* DESCRIPTION OF THE TASK:
Scan the records for the string "beam" and copy every line that holds it.

* EXERCISE MATERIAL:
=-=-=

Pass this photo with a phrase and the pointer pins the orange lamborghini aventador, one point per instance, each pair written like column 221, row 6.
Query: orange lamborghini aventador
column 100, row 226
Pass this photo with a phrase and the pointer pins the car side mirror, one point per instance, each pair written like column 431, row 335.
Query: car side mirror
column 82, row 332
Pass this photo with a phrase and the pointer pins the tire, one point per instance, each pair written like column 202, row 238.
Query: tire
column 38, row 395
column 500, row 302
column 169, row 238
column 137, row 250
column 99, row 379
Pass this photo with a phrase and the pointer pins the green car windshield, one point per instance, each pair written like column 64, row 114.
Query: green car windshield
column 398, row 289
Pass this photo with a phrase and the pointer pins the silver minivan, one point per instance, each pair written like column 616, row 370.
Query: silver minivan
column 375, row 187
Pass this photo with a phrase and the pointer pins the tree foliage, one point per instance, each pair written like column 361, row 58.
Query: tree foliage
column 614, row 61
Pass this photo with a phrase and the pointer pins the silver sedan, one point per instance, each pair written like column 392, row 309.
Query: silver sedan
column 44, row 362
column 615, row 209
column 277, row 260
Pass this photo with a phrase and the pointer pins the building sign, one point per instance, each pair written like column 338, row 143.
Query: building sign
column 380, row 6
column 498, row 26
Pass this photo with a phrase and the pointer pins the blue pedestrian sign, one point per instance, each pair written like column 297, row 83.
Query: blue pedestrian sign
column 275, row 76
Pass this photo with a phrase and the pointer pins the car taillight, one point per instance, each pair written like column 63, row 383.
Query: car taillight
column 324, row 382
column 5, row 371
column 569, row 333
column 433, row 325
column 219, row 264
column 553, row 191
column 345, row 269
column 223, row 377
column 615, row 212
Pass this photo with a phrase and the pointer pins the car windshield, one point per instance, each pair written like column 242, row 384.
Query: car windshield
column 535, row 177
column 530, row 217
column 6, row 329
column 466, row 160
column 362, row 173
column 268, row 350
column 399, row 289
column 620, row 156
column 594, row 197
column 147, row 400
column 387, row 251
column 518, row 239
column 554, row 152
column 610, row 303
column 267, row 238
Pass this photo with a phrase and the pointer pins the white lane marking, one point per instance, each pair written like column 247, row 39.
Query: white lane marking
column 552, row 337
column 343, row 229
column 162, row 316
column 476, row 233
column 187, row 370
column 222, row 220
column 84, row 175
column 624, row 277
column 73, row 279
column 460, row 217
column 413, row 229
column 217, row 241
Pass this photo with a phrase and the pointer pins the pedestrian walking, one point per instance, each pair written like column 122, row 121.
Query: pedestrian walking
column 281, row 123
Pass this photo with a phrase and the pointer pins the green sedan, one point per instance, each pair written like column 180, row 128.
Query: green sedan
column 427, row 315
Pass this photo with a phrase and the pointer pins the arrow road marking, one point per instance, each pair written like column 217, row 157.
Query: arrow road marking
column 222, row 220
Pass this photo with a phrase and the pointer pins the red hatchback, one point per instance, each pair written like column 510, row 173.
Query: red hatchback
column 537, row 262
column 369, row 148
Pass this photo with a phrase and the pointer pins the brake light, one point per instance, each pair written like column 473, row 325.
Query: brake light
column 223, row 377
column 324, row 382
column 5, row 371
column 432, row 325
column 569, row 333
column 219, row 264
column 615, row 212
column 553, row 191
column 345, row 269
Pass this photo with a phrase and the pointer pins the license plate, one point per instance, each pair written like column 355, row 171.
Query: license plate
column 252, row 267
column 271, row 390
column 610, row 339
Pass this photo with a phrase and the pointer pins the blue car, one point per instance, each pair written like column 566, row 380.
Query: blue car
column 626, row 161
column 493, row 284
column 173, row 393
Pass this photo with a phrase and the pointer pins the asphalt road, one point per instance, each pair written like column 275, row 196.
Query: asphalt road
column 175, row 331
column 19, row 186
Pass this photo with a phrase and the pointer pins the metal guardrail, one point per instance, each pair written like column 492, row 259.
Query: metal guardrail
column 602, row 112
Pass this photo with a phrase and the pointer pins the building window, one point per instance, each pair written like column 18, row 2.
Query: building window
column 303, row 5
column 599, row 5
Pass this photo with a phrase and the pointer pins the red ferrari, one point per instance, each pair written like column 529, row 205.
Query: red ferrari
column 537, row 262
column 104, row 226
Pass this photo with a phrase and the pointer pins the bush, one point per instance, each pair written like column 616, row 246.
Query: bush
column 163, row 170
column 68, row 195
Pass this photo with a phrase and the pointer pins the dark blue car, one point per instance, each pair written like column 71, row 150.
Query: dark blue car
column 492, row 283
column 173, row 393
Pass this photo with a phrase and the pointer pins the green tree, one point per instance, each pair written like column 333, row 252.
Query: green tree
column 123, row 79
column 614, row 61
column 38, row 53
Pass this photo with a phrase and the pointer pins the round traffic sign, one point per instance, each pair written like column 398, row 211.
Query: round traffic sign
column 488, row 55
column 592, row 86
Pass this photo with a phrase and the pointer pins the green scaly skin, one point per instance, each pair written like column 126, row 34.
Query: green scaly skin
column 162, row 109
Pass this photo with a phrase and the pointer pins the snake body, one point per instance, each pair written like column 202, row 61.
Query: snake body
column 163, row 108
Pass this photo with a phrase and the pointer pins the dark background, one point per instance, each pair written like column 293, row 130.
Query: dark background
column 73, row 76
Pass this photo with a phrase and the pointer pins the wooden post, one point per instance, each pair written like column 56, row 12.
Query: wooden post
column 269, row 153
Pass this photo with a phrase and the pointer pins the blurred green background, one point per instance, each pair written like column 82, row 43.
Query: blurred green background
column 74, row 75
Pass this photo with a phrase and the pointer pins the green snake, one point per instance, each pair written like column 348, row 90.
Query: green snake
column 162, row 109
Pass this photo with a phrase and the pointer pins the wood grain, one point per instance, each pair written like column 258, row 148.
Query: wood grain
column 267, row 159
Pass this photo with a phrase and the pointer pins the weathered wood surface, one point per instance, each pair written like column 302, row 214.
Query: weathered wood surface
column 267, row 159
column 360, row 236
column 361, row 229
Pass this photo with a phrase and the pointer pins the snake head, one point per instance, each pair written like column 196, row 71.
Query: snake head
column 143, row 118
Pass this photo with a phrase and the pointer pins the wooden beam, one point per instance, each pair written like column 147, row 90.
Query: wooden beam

=-=-=

* RESPONSE TO THE EXERCISE:
Pass this photo with a phrase and the pointer pins the wooden beam, one point per instance, each pair written like column 147, row 90.
Query: wooden beam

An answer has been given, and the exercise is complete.